Records shown below:
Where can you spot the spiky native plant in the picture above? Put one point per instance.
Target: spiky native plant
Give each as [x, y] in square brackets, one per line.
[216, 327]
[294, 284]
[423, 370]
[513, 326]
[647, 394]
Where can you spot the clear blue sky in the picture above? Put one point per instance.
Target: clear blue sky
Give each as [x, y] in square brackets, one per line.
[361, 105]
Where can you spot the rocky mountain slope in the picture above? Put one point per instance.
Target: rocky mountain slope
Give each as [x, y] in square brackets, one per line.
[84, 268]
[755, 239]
End of Records shown.
Records shown below:
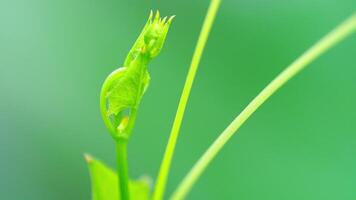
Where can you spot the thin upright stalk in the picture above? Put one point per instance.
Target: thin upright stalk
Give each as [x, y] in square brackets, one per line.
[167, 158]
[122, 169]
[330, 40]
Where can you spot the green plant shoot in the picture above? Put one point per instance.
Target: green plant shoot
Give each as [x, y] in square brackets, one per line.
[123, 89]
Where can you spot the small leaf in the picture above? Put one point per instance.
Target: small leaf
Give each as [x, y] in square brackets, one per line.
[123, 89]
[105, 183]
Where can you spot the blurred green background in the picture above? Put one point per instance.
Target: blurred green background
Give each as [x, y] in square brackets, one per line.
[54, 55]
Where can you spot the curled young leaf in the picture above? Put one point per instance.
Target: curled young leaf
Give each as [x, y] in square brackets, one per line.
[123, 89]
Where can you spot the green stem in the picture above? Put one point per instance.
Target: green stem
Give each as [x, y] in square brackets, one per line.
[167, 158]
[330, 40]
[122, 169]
End of Records shown.
Records shown below:
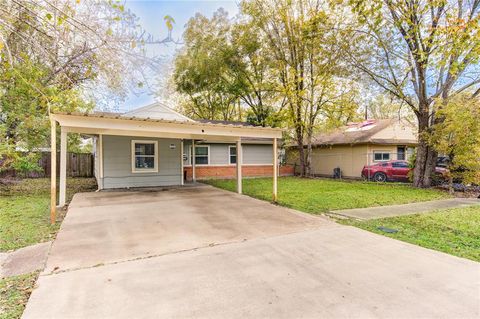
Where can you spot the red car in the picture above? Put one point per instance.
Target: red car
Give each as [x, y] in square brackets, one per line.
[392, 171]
End of Records shown.
Work request: If a line of the entries above holds the word "blue", count it; report only how many such lines there are.

Your response: 2